(Problem A) Summarize the Kalmoa pricing and payment terms in two sentences.
(Problem B) Carry on the Kalmoa pricing and payment terms from the point where they stop.

(Text provided)
▽
9.2 Kalmoa may periodically adjust its prices, but such adjustment will not affect orders that have been placed and paid at the time of the adjustment, including any running subscriptions. Any price adjustment during a subscription term will only enter into effect for that Customer upon renewal of the subscription term. Customers will be notified of any price adjustment for subscription renewal at least thirty (30) days before the renewal date.
9.3 Payment for Hardware or Services must be made in full in advance. In case of a subscription for Services, that means payment for the initial subscription term. Each Customer will be timely informed of the applicable prices for a renewal of the subscription term. Hardware will not be shipped and Services will not be activated before full payment is received. Specific terms and conditions may apply to vouchers provided by Kalmoa.
9.4 Automatic Renewal and Cancellation. If you purchase a subscription to the Services, your subscription will automatically renew at the end of each subscription period unless you cancel before the renewal date. You may cancel your subscription at any time by contacting Kalmoa by email to support@kalmoa.com, but cancellation will be effective at the end of the then-current subscription period, and no refunds will be provided for the remainder of the current subscription period except as required by applicable law. You will receive notice of any price increase at least thirty (30) days before your renewal date, and you will have the opportunity to cancel before the new price takes effect.
△
[Point-per-instance localization records]
▽
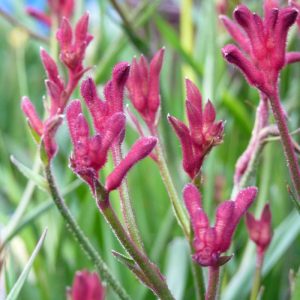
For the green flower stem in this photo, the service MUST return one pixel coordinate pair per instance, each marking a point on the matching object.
(168, 182)
(257, 277)
(80, 237)
(213, 283)
(127, 209)
(287, 142)
(149, 269)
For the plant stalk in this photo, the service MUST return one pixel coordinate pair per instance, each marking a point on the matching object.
(127, 209)
(81, 238)
(213, 283)
(286, 140)
(257, 277)
(149, 269)
(168, 182)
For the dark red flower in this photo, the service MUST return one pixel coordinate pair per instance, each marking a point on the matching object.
(143, 86)
(211, 241)
(260, 231)
(262, 43)
(86, 286)
(202, 134)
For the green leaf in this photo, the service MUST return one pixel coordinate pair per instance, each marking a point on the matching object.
(21, 280)
(176, 271)
(295, 294)
(30, 174)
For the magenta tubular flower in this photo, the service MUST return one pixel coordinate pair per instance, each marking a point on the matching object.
(58, 9)
(262, 43)
(202, 134)
(211, 241)
(296, 4)
(101, 110)
(90, 153)
(143, 87)
(142, 148)
(59, 92)
(86, 286)
(260, 231)
(73, 45)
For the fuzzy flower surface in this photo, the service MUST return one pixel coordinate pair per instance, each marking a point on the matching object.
△
(Response box A) Kalmoa may adjust its prices, but an adjustment does not affect orders already placed and paid, takes effect for a subscriber only when the subscription term renews, and is announced at least thirty days before the renewal date. Hardware and Services must be paid in full in advance, and a subscription renews automatically unless canceled by email to support@kalmoa.com, with cancellation taking effect at the end of the current period and no refunds except as required by applicable law.

(Response box B)
9.5 Automatic Renewal Notice (Required by Some States). By agreeing to these Customer Terms and purchasing a subscription, you agree that your subscription will continue and automatically renew until you cancel. You authorize Kalmoa to charge the payment method on file for the renewal price. You may cancel at any time to avoid future charges. To cancel, log in to your Kalmoa account, go to Settings (or Billing / Subscription), select Manage subscription, and click Cancel subscription. You can also cancel by emailing support@kalmoa.com from the email address associated with your account, stating you want to cancel and including your account email and (if available) your order/receipt number.You will receive a reminder email before each renewal with instructions on how to cancel.
10. Limited Warranty and Disclaimers
Limited Hardware Warranty
10.1 Kalmoa warrants that the Hardware will be free from defects in materials and workmanship under normal use for a period of one (1) year from the date of purchase by the original purchaser ("Warranty Period"). This limited warranty is non-transferable and applies only to the original purchaser who purchased the Hardware directly from Kalmoa or an authorized Kalmoa retailer. This limited warranty gives you specific legal rights, and you may also have other rights which vary from state to state.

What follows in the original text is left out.